**Exercise objective**
Output only the lines from the line holding "Annotation guideline: for every instance of the mottled" through the close of the records, exactly as they appear, with all pictures omitted.

**Data to use**

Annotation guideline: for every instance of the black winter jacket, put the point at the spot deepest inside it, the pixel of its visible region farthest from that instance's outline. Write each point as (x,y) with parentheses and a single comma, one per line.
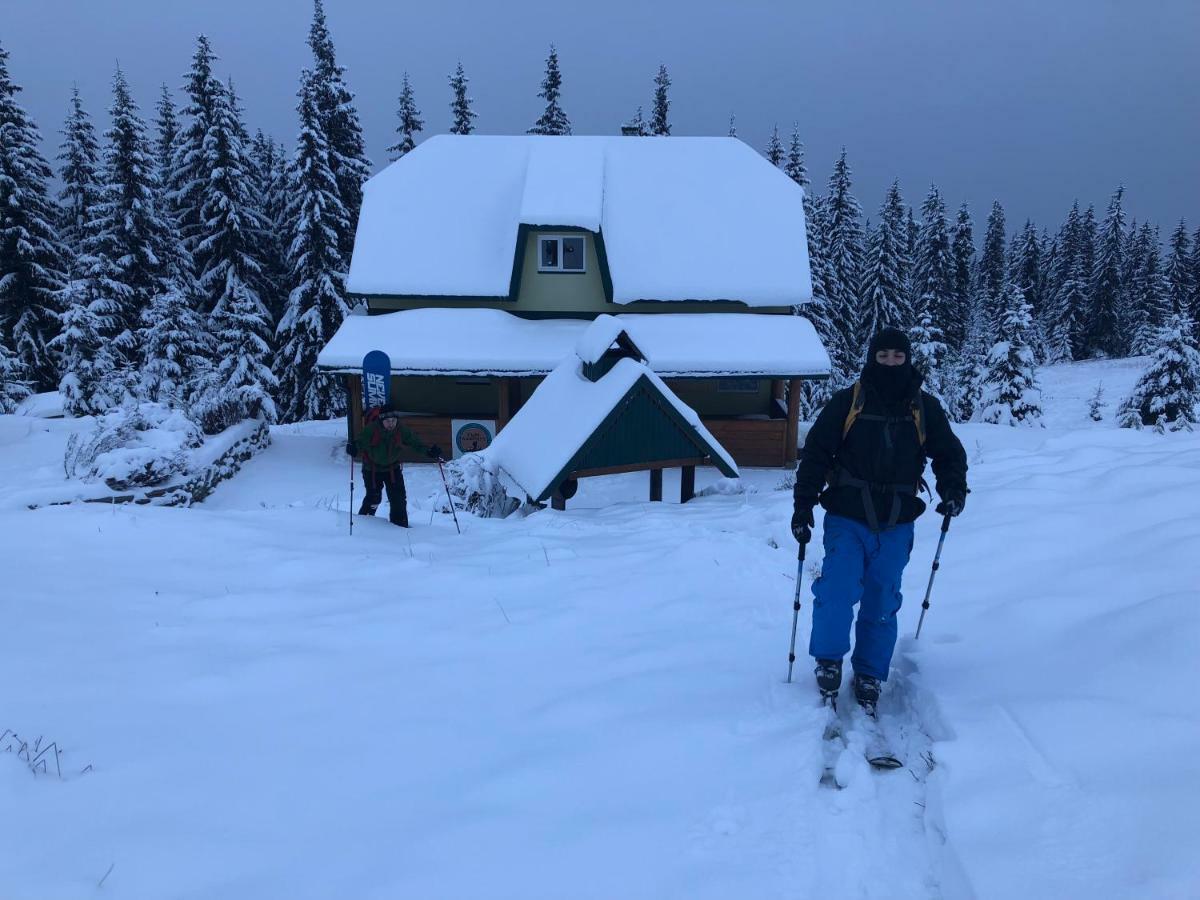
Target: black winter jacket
(881,453)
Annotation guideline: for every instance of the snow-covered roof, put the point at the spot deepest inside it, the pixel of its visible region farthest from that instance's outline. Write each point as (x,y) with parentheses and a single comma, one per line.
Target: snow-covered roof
(682,219)
(492,342)
(541,439)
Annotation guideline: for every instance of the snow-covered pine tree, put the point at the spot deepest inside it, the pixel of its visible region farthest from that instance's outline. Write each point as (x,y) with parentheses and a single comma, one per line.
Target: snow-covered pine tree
(1066,293)
(409,123)
(79,174)
(271,187)
(239,385)
(993,273)
(774,153)
(317,304)
(33,259)
(1149,305)
(1107,289)
(660,123)
(1011,393)
(934,268)
(844,267)
(13,379)
(191,169)
(1169,390)
(795,166)
(127,231)
(463,117)
(340,121)
(94,375)
(553,120)
(636,126)
(963,250)
(883,303)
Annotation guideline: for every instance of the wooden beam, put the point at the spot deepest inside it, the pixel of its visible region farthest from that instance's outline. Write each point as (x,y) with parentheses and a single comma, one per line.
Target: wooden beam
(687,483)
(793,420)
(641,467)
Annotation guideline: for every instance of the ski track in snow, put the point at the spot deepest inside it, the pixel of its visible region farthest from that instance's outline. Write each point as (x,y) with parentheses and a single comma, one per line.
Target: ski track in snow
(592,705)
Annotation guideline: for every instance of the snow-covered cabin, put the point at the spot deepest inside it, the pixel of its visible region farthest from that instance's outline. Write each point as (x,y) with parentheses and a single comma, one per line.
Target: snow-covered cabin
(483,258)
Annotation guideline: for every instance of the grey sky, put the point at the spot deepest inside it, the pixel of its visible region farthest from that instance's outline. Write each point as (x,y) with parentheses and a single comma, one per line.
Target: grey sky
(1033,102)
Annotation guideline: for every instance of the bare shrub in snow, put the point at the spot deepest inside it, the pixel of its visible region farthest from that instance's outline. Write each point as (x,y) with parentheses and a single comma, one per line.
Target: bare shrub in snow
(474,489)
(135,445)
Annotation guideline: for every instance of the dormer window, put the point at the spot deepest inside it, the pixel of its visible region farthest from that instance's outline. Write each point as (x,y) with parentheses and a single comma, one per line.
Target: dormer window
(559,253)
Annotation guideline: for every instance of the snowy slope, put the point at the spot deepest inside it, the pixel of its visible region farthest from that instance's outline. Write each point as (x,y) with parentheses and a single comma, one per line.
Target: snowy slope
(591,703)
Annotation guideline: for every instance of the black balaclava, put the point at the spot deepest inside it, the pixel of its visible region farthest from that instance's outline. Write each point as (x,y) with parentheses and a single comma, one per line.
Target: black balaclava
(892,382)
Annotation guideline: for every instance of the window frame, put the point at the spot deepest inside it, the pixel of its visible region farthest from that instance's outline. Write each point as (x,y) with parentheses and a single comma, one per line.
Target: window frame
(559,269)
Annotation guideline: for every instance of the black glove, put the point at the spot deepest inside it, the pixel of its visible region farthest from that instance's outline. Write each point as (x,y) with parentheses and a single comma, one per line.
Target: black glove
(952,503)
(802,523)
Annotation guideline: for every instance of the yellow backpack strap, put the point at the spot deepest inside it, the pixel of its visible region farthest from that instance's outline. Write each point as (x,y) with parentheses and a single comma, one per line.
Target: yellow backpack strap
(856,406)
(918,418)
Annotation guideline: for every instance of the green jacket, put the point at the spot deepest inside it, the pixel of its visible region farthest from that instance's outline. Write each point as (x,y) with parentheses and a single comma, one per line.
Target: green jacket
(381,450)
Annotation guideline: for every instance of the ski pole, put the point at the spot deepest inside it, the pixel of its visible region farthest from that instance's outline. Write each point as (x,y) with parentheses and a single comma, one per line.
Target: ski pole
(449,498)
(937,556)
(796,610)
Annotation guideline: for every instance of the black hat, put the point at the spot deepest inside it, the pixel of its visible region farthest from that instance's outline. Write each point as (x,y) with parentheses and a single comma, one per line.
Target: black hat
(889,339)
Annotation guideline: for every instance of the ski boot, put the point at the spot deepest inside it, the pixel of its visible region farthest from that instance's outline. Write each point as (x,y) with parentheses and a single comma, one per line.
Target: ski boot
(867,693)
(828,673)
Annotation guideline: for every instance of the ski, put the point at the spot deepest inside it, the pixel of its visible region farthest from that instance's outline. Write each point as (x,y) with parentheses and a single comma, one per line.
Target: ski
(833,742)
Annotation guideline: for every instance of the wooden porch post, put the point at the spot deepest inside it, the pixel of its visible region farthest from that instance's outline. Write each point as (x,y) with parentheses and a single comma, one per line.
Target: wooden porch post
(687,483)
(504,405)
(793,420)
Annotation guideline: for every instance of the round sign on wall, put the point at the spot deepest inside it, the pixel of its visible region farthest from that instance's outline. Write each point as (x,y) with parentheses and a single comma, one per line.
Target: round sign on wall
(471,437)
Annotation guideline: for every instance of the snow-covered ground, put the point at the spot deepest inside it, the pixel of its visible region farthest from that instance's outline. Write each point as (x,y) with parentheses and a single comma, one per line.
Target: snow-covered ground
(592,703)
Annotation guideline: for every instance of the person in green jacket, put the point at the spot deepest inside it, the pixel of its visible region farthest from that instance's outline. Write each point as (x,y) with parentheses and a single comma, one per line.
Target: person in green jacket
(379,447)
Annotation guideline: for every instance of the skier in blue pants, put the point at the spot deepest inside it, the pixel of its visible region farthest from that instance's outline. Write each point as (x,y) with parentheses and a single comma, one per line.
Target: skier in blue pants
(864,460)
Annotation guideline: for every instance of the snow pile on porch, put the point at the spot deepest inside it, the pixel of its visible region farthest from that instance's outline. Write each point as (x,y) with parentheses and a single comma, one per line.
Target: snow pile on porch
(563,413)
(493,342)
(682,219)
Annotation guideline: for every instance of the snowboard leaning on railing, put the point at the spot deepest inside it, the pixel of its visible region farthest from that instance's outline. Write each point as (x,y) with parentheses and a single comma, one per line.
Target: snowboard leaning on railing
(871,454)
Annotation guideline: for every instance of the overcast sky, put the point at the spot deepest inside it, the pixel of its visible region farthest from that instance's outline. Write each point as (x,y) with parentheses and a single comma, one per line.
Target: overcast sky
(1033,102)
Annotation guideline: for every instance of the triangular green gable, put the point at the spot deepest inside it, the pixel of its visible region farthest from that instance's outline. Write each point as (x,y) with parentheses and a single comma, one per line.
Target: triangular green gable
(642,427)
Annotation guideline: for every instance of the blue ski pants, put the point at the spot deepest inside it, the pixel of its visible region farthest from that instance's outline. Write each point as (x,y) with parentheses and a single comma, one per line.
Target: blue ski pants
(861,567)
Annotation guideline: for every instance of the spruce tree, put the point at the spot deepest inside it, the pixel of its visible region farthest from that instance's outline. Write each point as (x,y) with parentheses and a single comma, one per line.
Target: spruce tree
(1180,279)
(934,267)
(1108,298)
(239,385)
(883,304)
(33,259)
(127,229)
(993,273)
(79,175)
(1011,393)
(775,149)
(340,121)
(463,117)
(553,120)
(1169,390)
(317,304)
(13,381)
(795,166)
(660,121)
(409,125)
(844,265)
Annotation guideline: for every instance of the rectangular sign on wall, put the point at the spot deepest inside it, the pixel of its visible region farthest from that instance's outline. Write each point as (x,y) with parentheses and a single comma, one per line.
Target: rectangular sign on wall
(471,435)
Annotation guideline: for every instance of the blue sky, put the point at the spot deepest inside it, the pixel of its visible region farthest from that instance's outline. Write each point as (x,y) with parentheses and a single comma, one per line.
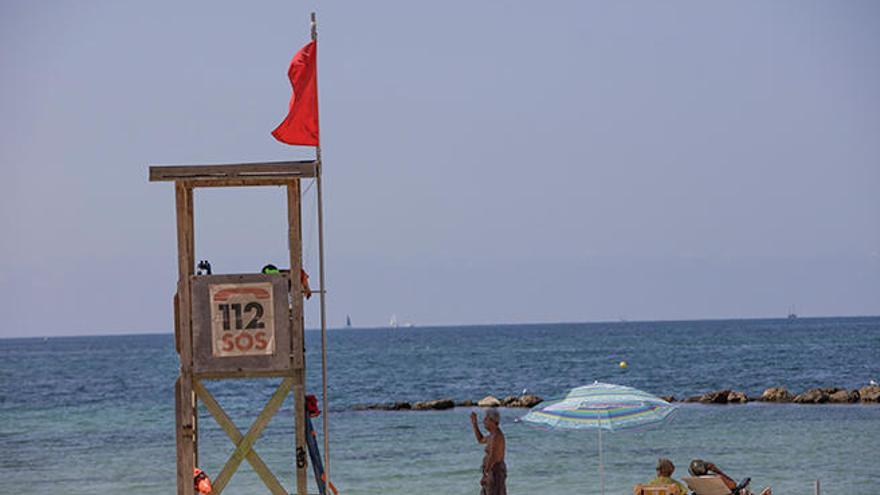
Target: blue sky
(485,162)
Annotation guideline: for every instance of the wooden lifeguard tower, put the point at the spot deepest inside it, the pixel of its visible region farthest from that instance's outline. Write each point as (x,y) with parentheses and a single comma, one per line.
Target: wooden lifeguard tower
(235,326)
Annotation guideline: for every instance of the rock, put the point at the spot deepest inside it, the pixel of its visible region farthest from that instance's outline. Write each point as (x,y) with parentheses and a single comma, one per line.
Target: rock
(717,397)
(529,400)
(439,404)
(510,401)
(844,396)
(871,393)
(812,396)
(777,394)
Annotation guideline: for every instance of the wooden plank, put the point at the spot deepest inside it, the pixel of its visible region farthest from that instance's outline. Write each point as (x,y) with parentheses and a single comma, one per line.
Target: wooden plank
(233,432)
(252,182)
(224,375)
(185,405)
(247,442)
(294,234)
(262,170)
(294,248)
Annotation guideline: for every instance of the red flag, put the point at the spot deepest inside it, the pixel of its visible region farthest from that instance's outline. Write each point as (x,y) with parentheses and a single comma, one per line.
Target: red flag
(301,125)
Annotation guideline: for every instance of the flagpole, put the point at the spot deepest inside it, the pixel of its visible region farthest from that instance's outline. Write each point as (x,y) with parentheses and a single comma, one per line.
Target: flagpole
(323,292)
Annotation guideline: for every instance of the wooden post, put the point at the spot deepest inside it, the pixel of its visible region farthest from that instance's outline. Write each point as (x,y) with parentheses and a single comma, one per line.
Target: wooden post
(192,319)
(294,234)
(185,405)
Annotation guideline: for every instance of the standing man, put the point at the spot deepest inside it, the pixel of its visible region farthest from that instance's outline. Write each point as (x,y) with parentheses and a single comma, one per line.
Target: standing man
(494,479)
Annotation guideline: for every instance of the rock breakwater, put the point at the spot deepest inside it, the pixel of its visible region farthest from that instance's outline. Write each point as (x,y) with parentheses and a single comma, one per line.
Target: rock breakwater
(824,395)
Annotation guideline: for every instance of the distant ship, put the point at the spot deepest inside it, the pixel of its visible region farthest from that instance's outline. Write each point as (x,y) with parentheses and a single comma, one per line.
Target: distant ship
(395,324)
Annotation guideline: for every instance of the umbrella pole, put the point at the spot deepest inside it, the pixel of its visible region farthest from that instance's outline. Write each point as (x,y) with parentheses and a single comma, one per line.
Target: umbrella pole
(601,465)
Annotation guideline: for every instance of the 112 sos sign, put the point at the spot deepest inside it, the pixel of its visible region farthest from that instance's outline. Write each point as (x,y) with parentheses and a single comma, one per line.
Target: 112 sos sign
(242,319)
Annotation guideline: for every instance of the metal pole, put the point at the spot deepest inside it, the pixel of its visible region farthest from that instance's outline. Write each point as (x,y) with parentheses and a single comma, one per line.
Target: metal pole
(325,425)
(601,465)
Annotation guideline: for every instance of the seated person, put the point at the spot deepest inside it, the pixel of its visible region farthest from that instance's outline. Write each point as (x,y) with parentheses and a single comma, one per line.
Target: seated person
(665,468)
(699,467)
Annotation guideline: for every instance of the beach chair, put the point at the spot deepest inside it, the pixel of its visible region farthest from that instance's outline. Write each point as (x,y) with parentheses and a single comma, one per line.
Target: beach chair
(656,490)
(707,485)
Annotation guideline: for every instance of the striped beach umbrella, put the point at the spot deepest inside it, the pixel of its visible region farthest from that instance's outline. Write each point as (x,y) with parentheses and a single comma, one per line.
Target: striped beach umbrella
(601,406)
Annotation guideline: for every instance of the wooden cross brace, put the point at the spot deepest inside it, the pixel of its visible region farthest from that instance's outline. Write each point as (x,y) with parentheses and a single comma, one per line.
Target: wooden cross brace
(244,444)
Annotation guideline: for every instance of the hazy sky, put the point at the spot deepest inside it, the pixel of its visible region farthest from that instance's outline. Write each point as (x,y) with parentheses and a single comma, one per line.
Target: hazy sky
(484,161)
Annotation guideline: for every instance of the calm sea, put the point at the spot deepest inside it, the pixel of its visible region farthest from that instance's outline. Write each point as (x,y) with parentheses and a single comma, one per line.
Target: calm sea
(95,415)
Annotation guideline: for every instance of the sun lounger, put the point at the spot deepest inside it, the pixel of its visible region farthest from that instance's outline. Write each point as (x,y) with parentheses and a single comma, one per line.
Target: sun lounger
(656,490)
(707,485)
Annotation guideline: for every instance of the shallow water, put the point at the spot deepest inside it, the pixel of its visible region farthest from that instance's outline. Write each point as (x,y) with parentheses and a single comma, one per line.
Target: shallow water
(95,414)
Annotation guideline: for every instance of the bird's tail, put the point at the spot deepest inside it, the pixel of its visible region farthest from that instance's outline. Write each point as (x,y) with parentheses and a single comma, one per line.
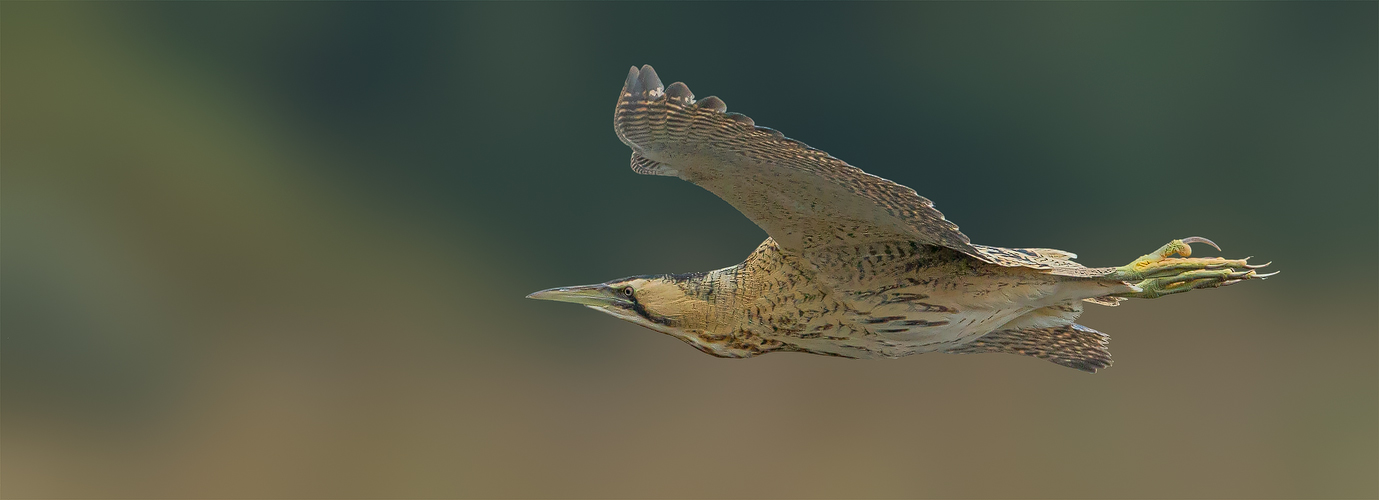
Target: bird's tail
(1073,346)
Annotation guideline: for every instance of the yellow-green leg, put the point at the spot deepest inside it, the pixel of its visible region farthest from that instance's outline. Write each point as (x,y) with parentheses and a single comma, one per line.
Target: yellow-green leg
(1160,273)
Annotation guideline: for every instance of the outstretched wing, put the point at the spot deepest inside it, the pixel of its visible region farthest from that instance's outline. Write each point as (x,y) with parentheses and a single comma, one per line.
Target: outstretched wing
(800,196)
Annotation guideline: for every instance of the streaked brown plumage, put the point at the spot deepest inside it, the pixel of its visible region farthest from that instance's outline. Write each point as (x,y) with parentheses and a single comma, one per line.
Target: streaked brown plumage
(855,265)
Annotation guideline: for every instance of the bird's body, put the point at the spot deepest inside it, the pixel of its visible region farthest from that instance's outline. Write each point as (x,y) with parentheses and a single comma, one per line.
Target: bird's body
(855,266)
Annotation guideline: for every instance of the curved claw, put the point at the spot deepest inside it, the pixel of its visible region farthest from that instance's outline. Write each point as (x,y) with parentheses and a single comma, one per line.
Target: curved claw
(1197,238)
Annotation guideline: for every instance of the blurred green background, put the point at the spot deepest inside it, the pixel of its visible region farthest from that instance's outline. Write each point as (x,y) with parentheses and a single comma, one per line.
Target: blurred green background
(279,250)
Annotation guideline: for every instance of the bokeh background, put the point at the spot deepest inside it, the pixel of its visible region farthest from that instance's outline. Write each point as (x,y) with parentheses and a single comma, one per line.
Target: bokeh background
(279,250)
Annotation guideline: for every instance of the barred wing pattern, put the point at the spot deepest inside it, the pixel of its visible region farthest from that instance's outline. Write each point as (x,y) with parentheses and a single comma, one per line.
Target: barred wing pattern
(800,196)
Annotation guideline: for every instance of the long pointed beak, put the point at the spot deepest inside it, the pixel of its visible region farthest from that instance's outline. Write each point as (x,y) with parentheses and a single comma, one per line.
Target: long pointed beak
(588,295)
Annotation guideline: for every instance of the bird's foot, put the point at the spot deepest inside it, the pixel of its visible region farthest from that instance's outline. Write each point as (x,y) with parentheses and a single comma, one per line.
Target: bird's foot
(1170,270)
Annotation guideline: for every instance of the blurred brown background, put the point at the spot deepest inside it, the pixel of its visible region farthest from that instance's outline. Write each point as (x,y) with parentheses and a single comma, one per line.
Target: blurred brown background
(279,250)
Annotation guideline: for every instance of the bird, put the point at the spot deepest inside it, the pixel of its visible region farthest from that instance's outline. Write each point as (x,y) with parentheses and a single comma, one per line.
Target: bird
(854,265)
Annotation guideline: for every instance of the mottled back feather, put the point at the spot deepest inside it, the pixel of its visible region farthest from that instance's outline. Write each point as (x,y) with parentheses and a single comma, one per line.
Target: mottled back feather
(803,197)
(1072,346)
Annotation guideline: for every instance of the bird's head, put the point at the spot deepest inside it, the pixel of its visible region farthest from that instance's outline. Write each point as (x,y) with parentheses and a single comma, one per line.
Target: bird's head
(657,302)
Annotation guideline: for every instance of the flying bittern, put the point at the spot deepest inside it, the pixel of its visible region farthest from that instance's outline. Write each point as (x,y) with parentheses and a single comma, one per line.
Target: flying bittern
(855,265)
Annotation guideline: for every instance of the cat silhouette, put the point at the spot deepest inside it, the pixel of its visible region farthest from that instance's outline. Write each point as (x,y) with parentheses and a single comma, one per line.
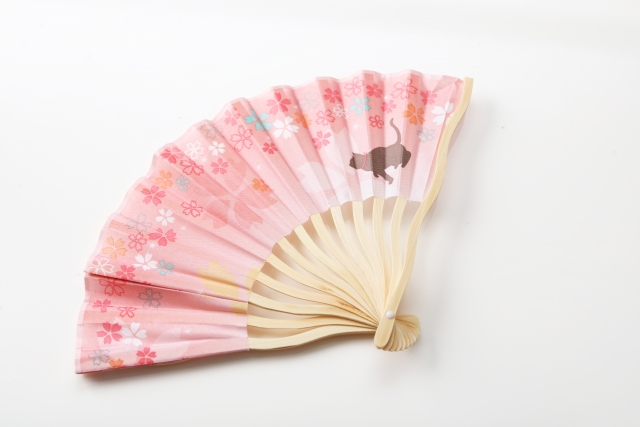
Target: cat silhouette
(380,158)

**Solved exercise**
Annotation guideline: for every instance of the mottled back feather, put the point at the spot deepest inside it, the pixel of its visible region farthest from that instance's outline. Write each point as (x,y) with parentheses and a single comma, one per line.
Target: mottled back feather
(803,197)
(1072,346)
Annotation guideline: for every instance of the bird's head, put the point at the spot deepest inside it, the pixel of its visible region farthest from that instance's outline. Write each point as (x,y) with parentheses and a single comma, one per line.
Target: bird's head
(657,302)
Annotation guideline: for every instance of the flying bittern, put the point at the spot deepest inside it, the pixel of its visible region farthest from that instance's outline. Write each point as (x,y) with parentheses and a single comma, one per line.
Target: flying bittern
(855,265)
Annotation guideline: for every instance of the cat silhouette, put the point at the spot deepest inside it, the pixel of its visible region farthest from that instance's outline. Write each point as (x,y) with parentheses and a single comma, one per line.
Target: cat silhouette
(380,158)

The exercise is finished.